▶ **PROVIDED DATA**:

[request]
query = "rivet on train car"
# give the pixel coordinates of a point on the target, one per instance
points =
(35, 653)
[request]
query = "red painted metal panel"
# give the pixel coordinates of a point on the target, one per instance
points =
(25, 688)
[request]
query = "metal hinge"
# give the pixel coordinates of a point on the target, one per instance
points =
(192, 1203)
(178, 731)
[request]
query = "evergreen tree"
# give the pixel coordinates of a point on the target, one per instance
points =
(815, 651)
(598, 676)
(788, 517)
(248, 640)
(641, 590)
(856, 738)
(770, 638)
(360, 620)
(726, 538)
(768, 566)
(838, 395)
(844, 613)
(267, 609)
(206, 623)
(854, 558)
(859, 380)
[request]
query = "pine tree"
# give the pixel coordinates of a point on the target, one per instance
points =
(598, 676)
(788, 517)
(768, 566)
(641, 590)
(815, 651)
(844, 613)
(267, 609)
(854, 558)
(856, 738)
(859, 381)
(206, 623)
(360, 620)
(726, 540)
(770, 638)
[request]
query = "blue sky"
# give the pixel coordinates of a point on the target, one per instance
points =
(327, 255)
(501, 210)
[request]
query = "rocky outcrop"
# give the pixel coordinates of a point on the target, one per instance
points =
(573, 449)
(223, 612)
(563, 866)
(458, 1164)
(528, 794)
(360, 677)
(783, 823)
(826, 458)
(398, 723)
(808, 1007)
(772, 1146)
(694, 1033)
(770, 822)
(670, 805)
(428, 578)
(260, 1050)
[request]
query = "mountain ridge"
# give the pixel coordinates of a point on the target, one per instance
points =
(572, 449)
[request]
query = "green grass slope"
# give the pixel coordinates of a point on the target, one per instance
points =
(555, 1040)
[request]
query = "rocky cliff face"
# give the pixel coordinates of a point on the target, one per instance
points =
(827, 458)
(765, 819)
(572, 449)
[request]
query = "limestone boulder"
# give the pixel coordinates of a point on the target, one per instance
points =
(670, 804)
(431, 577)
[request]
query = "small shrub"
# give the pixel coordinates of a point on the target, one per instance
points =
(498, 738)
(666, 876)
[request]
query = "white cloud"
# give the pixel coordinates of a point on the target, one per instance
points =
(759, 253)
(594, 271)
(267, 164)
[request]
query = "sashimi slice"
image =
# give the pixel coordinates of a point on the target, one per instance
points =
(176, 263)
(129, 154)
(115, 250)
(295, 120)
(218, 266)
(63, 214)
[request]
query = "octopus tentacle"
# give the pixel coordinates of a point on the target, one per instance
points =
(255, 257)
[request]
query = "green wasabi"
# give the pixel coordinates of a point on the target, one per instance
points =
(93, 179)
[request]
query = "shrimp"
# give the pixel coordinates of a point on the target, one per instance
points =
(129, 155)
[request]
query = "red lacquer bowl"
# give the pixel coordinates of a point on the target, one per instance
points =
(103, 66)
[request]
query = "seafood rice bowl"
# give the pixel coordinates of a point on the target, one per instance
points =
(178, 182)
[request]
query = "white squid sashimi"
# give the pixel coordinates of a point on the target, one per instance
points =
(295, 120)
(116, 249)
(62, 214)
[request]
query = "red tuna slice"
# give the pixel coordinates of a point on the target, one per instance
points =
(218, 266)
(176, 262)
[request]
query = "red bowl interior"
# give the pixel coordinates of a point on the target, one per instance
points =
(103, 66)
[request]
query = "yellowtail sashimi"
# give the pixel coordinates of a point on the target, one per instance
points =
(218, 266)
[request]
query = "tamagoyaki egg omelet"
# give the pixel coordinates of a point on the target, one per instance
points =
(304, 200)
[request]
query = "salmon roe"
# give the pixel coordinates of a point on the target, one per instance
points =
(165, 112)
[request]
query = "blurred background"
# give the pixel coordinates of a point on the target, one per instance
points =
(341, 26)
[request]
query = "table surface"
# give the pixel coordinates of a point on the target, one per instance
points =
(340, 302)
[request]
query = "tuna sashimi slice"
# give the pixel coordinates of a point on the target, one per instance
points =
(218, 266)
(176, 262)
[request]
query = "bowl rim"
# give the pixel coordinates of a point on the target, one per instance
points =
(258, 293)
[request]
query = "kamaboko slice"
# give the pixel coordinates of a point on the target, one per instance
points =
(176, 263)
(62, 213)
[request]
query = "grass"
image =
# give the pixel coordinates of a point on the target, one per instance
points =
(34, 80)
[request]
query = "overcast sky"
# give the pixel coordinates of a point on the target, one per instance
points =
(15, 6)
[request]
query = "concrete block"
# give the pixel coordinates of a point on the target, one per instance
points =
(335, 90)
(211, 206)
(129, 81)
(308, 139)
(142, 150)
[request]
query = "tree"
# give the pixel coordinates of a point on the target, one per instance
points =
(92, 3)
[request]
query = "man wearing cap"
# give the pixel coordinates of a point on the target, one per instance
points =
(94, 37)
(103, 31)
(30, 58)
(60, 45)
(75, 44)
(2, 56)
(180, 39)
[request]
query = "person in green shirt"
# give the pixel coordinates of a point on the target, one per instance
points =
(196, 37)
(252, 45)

▶ **TASK DIRECTIONS**:
Return the whole listing exactly.

▶ **EXERCISE ANSWER**:
[request]
query = "rivet on train car"
# give the pixel coordinates of a point on the target, one per instance
points =
(35, 653)
[request]
query = "red painted metal panel"
# give the pixel coordinates of a point on the target, one per instance
points =
(25, 688)
[request]
query = "metal hinge"
# give the pixel coordinates of a point on the target, one per instance
points =
(192, 1203)
(178, 731)
[request]
query = "evergreen tree"
# give the pixel coordinates of a point on the target, one per instance
points =
(815, 651)
(598, 676)
(788, 517)
(248, 640)
(641, 590)
(856, 738)
(770, 638)
(360, 620)
(726, 538)
(768, 566)
(838, 395)
(844, 613)
(267, 609)
(206, 623)
(854, 558)
(859, 380)
[request]
query = "pine tree"
# give the pixel coordinates of a point on the target, one per instance
points =
(598, 676)
(788, 517)
(768, 566)
(641, 590)
(815, 651)
(844, 613)
(267, 609)
(854, 558)
(856, 738)
(859, 381)
(206, 623)
(360, 620)
(726, 540)
(770, 638)
[request]
query = "blue sky"
# give the pixel coordinates of a point on the target, one per instance
points =
(327, 255)
(501, 210)
[request]
query = "rocky outcrop"
# give the pixel coordinates of a point on the target, one per instance
points =
(573, 449)
(223, 612)
(563, 866)
(458, 1164)
(528, 794)
(360, 677)
(783, 823)
(826, 458)
(398, 723)
(808, 1007)
(772, 1146)
(694, 1033)
(770, 822)
(670, 805)
(428, 578)
(260, 1050)
[request]
query = "mountain ridge"
# give the pixel coordinates of a point on the target, one per instance
points =
(572, 449)
[request]
query = "green grass slope"
# give the pixel coordinates of a point on the target, one per instance
points =
(555, 1040)
[request]
query = "rocky cliff face"
# give the pixel coordinates of a point on the target, one per instance
points =
(827, 458)
(765, 819)
(572, 449)
[request]
query = "limestone boulder"
# give the pixel coordinates of a point on the target, one per instance
points =
(670, 804)
(431, 577)
[request]
query = "small shrub"
# give the pixel coordinates of a point on the target, one per instance
points =
(498, 738)
(666, 876)
[request]
query = "white cloud"
# give the pixel coordinates of a point on the target, one per instance
points =
(759, 253)
(594, 271)
(267, 164)
[request]
query = "sashimi slice"
image =
# give the pixel coordinates of a point on the target, one per instance
points =
(176, 263)
(129, 154)
(115, 250)
(295, 120)
(218, 266)
(63, 214)
[request]
query = "octopus tentacle"
# give the pixel coordinates of a point on the target, one per instance
points =
(255, 257)
[request]
query = "green wasabi"
# give the pixel coordinates of a point on the target, one per instance
points =
(93, 179)
[request]
query = "shrimp"
# give the pixel coordinates of a point on the target, one per instance
points =
(129, 155)
[request]
query = "red lacquer bowl"
# give the pixel coordinates of a point on the target, one per instance
points =
(103, 66)
[request]
query = "seafood rice bowl"
# give the pixel coordinates of a point on the target, one per instance
points =
(178, 182)
[request]
query = "white squid sashimi"
# give the pixel coordinates of a point on the target, one per instance
points =
(295, 120)
(116, 249)
(62, 214)
[request]
query = "red tuna slice"
# give the pixel coordinates of a point on the target, one per instance
points =
(218, 266)
(176, 262)
[request]
query = "red bowl interior"
# give the pixel coordinates of a point on the target, one per instance
points =
(103, 66)
[request]
query = "yellowtail sashimi"
# give the pixel coordinates of a point on the target, one per instance
points =
(218, 266)
[request]
query = "tamagoyaki egg omelet"
# give the pixel coordinates of a point on the target, one per instance
points =
(304, 200)
[request]
query = "salmon roe"
# give the pixel coordinates of a point on the target, one per instance
points =
(165, 112)
[request]
query = "blurred background"
# give the pixel coordinates of a point on the target, one per instance
points =
(341, 26)
[request]
query = "table surface"
# give the pixel coordinates of a point on the target, one per instance
points =
(340, 302)
[request]
query = "tuna sashimi slice"
# give the pixel coordinates of a point on the target, one per instance
points =
(218, 266)
(176, 262)
[request]
query = "bowl rim"
# give the pixel coordinates of a point on the target, one per instance
points =
(258, 293)
[request]
query = "kamaboko slice"
# give the pixel coordinates of a point on the target, one per instance
points =
(176, 263)
(62, 213)
[request]
query = "grass"
image =
# give the pixel coordinates of a point on the target, one per instance
points =
(34, 80)
[request]
query = "overcast sky"
# give the pixel coordinates of a point on the target, one per instance
points =
(15, 6)
[request]
query = "concrete block"
# give the pixel coordinates of a point on the target, one per instance
points =
(335, 90)
(211, 206)
(129, 81)
(308, 139)
(142, 150)
[request]
query = "tree"
# give the pixel coordinates of a point on the target, one per instance
points =
(92, 3)
[request]
query = "man wearing cap"
# give the pixel coordinates of a point on the target, one per instance
points =
(94, 37)
(103, 31)
(30, 58)
(60, 45)
(75, 44)
(2, 56)
(180, 39)
[request]
query = "person in green shirt"
# give the pixel coordinates of a point on the target, one per instance
points =
(196, 37)
(252, 45)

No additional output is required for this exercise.